[Data supplied — start]
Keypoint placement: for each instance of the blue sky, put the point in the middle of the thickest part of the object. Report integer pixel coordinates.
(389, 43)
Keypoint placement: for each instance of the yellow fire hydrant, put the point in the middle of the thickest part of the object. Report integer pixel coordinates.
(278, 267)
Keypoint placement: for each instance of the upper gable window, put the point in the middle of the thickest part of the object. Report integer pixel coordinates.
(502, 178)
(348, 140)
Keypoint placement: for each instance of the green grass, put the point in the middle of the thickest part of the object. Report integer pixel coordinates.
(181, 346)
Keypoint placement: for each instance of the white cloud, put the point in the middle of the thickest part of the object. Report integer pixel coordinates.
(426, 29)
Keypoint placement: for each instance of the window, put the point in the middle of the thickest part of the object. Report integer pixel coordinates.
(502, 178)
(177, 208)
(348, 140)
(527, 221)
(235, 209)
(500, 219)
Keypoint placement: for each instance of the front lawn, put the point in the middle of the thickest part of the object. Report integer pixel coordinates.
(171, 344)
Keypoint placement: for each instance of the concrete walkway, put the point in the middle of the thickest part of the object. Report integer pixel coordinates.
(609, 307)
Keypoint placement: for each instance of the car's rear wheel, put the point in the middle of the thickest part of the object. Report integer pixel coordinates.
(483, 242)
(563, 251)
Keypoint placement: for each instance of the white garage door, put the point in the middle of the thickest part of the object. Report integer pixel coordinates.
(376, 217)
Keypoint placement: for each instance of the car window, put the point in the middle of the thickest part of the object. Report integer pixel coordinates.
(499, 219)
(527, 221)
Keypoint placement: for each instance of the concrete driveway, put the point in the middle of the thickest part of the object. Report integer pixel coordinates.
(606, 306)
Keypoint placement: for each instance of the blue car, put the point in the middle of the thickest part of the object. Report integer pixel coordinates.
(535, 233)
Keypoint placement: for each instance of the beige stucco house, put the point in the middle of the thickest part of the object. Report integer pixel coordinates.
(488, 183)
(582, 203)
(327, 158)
[Data supplied — finish]
[Data supplied — start]
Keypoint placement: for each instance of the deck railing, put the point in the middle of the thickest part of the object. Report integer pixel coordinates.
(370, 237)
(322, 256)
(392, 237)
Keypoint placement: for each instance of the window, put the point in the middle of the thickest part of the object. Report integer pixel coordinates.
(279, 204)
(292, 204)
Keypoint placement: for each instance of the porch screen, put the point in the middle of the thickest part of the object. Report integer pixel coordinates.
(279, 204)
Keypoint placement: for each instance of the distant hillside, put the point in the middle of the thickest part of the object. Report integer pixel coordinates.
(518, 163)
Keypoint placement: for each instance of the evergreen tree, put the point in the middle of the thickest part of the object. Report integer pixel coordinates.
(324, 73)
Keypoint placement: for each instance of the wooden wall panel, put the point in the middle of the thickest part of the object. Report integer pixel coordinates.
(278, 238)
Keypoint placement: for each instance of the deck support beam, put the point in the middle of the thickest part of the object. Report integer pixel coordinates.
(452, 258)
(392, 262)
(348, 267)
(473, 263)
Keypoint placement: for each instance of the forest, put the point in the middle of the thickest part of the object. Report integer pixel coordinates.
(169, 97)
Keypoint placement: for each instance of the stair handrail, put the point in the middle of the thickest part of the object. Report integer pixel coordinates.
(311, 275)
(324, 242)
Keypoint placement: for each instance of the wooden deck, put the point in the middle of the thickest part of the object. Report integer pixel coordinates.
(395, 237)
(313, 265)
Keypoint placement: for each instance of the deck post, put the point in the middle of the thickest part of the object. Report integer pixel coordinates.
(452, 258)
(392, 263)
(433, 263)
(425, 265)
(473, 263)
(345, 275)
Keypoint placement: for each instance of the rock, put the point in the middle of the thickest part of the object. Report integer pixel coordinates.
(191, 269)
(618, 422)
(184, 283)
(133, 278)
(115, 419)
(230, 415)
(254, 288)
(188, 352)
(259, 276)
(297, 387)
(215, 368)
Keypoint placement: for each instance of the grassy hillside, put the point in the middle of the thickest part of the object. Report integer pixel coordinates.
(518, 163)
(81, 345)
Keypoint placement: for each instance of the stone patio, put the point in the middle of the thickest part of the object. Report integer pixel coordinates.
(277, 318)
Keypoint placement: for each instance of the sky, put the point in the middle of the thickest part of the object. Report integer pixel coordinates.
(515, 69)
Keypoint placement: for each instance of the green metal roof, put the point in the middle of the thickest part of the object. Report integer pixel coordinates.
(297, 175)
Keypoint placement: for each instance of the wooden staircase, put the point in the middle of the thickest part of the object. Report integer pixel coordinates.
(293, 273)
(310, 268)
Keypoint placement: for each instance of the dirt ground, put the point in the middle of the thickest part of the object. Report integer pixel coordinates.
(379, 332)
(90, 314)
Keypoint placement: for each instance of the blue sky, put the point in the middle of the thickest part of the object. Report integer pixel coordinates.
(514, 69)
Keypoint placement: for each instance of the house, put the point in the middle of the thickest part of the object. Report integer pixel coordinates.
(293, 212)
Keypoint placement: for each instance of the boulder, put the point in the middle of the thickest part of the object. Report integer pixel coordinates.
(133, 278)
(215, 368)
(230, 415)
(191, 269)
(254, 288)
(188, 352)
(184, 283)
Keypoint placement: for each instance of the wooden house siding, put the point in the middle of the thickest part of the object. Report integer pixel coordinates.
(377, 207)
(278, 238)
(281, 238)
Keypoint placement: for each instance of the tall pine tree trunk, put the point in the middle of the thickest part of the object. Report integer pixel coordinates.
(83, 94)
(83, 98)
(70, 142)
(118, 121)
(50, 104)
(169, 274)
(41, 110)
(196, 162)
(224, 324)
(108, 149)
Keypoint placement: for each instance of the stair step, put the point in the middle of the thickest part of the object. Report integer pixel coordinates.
[Data supplied — finish]
• **Aim of the exercise**: Can you repeat, word for word, every line above from the one containing "Keypoint placement: for each instance of the tall" down to the one containing "Keypoint placement: for each instance of the stair step, put", including both?

• **Answer box**:
Keypoint placement: for each instance of the tall pine tree trunk, put the point in the middle of the thickest part of the object. Report integer pixel coordinates.
(83, 94)
(83, 98)
(70, 142)
(118, 121)
(50, 104)
(169, 274)
(41, 110)
(196, 162)
(224, 324)
(108, 149)
Keypoint placement: for each instance of the stair step, put the point in the middle of the thickest part of the object. Report integer pixel coordinates.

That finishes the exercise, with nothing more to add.